**Metin Bloğu:**
________________________

PKK’yı hedef almanın bir başka önemli nedeni de ekonomiktir. PKK’nın faaliyetleri yalnızca Irak’ın anayasal çerçevesine meydan okumakla kalmıyor, aynı zamanda Kalkınma Yolu Projesi gibi stratejik ekonomik girişimleri de engelliyor. Bu bağlamda Türkiye, PKK’yı, özellikle de Sincar’da artan nüfuzunu, projenin başarısına doğrudan bir tehdit olarak algılamaktadır.

________________________

**Yazılı Görevler:**
1. PKK ile ilgili metnin "PKK’yı hedef almanın" ile başlayıp "tehdit olarak algılamaktadır." ifadesine kadar süren kısmını, "Türkiye" yerine "Ankara" koyarak yeniden yazın.
2. PKK ile ilgili metne göre şu soruları yanıtlayın:
(a) Stratejik ekonomik girişimlere örnek olarak hangi proje anılıyor?
(b) PKK'nın faaliyetleri hangi ülkenin anayasal çerçevesine meydan okuyor?
(c) Türkiye, PKK'nın özellikle hangi yerdeki nüfuzunu tehdit olarak görüyor?

[Fotoğraflar için çokgen işaretlemeleri]

________________________

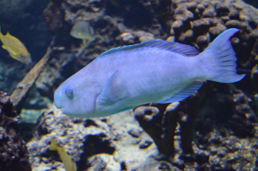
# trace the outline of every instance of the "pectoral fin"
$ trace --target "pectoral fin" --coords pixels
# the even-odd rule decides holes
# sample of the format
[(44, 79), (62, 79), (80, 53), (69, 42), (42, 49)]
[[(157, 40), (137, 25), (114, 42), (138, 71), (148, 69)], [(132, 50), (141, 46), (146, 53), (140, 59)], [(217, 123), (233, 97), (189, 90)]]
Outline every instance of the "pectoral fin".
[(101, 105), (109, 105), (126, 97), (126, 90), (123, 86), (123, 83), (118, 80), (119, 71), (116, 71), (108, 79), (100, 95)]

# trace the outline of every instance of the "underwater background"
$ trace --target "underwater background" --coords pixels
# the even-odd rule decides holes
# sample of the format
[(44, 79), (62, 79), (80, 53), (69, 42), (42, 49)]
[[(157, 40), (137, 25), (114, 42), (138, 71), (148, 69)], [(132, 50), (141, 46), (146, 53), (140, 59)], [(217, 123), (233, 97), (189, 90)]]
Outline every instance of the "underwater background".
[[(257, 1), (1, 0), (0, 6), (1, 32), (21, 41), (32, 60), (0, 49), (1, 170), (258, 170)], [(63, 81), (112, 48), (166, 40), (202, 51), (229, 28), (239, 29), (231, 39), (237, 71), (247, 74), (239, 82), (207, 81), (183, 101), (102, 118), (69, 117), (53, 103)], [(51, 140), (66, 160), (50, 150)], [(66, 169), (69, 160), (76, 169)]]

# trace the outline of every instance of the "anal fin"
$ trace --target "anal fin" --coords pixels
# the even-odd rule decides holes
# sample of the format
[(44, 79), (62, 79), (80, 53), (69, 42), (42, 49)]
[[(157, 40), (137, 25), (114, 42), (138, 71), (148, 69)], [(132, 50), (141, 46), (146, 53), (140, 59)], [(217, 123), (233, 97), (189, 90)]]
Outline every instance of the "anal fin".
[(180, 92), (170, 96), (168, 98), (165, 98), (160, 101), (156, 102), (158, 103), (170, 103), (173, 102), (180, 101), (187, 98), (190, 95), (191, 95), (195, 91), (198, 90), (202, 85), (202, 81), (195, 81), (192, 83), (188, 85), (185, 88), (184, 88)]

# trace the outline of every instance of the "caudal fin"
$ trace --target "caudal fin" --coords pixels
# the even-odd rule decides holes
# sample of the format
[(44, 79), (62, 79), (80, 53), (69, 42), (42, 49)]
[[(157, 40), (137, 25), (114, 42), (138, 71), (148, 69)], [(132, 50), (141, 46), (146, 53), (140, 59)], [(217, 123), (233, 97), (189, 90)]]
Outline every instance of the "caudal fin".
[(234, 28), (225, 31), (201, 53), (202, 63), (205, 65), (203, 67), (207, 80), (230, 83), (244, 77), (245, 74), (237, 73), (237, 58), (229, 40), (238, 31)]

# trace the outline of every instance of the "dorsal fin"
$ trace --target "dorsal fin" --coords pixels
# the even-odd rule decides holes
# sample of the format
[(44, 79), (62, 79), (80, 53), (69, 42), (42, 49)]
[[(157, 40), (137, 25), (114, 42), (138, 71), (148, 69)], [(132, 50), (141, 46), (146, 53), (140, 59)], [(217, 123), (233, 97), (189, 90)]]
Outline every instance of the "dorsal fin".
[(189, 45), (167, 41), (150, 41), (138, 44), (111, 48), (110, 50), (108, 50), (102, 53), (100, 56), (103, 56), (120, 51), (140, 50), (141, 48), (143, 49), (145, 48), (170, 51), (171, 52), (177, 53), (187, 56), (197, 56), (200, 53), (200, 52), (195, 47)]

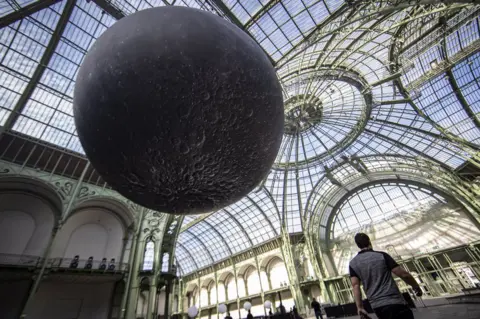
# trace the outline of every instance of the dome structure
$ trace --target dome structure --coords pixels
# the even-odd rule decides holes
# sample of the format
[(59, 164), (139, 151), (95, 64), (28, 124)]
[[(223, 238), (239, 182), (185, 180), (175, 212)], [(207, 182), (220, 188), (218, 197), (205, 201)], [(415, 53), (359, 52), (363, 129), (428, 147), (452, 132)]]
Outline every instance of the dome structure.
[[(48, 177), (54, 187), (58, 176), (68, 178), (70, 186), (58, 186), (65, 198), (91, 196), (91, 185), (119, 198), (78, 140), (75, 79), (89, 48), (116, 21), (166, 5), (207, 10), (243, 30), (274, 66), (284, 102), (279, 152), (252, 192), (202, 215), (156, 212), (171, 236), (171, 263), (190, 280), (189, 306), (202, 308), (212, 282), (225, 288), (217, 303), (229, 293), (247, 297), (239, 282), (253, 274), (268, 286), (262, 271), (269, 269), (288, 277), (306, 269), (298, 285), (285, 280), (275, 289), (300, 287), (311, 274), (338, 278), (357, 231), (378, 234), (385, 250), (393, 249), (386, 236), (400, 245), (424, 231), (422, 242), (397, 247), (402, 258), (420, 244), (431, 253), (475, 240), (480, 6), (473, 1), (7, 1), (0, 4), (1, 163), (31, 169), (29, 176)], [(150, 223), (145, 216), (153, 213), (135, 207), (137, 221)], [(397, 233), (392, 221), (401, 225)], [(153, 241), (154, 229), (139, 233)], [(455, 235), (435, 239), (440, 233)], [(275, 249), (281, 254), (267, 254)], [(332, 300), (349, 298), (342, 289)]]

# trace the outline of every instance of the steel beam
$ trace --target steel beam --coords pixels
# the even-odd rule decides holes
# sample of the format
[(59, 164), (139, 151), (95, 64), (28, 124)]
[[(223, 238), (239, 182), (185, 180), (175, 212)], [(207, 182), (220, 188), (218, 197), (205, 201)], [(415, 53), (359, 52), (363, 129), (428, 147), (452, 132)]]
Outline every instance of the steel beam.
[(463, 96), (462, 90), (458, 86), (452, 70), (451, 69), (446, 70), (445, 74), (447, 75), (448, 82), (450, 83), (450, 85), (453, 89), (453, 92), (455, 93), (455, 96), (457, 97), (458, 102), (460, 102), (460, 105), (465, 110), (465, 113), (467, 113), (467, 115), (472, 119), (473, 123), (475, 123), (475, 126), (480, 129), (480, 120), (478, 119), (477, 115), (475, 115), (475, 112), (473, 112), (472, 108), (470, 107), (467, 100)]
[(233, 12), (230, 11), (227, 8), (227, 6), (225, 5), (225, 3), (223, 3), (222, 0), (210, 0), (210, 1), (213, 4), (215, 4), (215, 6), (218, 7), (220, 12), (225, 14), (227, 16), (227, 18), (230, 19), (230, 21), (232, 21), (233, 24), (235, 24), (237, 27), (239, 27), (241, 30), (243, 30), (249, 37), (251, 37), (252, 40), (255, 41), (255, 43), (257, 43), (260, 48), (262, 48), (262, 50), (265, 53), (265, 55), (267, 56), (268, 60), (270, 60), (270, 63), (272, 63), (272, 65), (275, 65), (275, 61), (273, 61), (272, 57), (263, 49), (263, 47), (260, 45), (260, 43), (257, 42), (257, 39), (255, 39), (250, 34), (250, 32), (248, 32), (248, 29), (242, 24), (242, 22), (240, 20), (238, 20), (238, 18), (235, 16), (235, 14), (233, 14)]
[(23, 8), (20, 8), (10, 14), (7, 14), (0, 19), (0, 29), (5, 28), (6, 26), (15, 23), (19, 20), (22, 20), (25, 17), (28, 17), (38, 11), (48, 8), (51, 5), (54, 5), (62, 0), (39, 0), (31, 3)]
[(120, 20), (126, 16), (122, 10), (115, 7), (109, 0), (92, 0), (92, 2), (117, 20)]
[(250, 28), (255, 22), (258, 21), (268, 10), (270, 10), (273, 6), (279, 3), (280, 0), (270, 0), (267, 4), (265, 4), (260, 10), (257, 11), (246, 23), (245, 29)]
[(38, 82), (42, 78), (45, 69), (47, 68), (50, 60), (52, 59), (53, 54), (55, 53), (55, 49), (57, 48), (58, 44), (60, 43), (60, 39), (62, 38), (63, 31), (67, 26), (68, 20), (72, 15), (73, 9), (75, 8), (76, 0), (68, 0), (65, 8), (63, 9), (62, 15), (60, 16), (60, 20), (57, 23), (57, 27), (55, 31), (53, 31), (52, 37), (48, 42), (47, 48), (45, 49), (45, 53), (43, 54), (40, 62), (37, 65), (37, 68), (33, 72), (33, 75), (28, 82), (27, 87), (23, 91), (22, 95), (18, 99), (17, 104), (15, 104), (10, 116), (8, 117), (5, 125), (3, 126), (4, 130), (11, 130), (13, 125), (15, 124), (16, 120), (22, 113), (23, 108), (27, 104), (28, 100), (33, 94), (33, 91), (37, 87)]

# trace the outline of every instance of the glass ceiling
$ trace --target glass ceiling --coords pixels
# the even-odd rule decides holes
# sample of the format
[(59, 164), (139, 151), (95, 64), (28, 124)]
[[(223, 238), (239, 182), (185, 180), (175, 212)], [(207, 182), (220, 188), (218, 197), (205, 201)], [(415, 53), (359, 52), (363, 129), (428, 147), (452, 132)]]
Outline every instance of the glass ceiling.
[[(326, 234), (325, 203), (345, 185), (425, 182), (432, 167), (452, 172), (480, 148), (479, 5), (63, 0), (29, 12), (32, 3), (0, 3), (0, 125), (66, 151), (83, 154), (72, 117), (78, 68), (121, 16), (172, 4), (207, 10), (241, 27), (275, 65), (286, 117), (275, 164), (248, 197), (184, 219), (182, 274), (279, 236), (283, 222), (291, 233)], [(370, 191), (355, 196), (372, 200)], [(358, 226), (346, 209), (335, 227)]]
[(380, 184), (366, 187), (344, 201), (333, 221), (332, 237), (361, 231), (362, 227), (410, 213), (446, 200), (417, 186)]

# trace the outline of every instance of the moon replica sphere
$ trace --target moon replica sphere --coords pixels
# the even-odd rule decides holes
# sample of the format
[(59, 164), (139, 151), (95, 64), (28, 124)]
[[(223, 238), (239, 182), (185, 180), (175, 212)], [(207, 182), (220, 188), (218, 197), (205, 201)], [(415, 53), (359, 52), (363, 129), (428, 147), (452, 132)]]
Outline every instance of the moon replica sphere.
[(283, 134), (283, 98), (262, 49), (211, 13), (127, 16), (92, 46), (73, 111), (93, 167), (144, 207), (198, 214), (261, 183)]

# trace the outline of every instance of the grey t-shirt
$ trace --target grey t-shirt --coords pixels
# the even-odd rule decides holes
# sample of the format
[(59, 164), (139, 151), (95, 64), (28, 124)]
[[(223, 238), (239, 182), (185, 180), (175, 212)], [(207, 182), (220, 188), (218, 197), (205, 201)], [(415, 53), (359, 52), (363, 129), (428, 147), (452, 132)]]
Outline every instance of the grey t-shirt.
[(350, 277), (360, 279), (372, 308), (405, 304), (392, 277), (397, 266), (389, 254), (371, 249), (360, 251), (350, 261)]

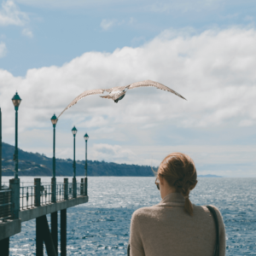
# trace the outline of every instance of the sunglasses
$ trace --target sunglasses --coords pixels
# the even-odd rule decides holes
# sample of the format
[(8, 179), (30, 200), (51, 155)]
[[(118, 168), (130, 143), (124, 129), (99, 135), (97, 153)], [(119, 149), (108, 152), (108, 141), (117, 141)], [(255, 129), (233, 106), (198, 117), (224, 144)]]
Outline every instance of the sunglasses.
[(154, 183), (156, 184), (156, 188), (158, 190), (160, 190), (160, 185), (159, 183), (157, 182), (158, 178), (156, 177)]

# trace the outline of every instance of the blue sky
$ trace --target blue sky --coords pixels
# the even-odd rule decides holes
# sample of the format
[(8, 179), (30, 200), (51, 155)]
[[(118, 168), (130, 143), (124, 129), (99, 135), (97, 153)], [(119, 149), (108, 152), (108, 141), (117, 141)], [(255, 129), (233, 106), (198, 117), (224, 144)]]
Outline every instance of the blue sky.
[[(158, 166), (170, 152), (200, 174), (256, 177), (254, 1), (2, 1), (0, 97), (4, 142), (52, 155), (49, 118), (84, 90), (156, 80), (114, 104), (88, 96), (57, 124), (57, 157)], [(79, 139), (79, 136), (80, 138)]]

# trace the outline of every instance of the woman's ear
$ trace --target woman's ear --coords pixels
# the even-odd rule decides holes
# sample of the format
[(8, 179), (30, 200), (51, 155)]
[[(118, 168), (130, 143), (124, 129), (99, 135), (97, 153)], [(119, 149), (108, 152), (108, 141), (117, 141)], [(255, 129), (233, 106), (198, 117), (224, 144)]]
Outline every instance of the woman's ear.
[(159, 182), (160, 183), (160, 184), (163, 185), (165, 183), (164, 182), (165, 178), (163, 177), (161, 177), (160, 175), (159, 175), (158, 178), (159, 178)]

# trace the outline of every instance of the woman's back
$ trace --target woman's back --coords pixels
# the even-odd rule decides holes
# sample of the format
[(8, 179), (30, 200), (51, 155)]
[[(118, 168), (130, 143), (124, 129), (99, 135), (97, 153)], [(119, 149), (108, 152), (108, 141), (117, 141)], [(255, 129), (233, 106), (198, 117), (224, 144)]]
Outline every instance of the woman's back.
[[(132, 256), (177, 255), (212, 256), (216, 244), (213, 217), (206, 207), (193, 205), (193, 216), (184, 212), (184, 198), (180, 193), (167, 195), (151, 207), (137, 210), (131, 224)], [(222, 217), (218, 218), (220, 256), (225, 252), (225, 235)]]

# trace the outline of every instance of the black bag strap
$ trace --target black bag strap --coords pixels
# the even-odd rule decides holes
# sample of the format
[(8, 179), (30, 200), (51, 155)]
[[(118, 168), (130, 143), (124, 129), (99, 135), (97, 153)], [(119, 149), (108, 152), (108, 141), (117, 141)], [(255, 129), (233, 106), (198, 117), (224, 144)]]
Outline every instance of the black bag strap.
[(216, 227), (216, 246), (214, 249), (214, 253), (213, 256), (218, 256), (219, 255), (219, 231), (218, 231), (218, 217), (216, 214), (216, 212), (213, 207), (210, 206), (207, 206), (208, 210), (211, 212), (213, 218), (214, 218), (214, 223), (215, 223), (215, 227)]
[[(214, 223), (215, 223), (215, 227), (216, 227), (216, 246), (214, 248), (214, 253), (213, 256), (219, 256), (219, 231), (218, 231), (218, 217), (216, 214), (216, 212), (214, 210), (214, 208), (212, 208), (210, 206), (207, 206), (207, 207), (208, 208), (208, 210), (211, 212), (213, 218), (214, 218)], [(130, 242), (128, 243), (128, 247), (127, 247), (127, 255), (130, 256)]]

________________________

**Görev Sonuçları:**
1.
PKK’yı hedef almanın bir başka önemli nedeni de ekonomiktir. PKK’nın faaliyetleri yalnızca Irak’ın anayasal çerçevesine meydan okumakla kalmıyor, aynı zamanda Kalkınma Yolu Projesi gibi stratejik ekonomik girişimleri de engelliyor. Bu bağlamda Ankara, PKK’yı, özellikle de Sincar’da artan nüfuzunu, projenin başarısına doğrudan bir tehdit olarak algılamaktadır.

2.
(a) Kalkınma Yolu Projesi
(b) Irak
(c) Sincar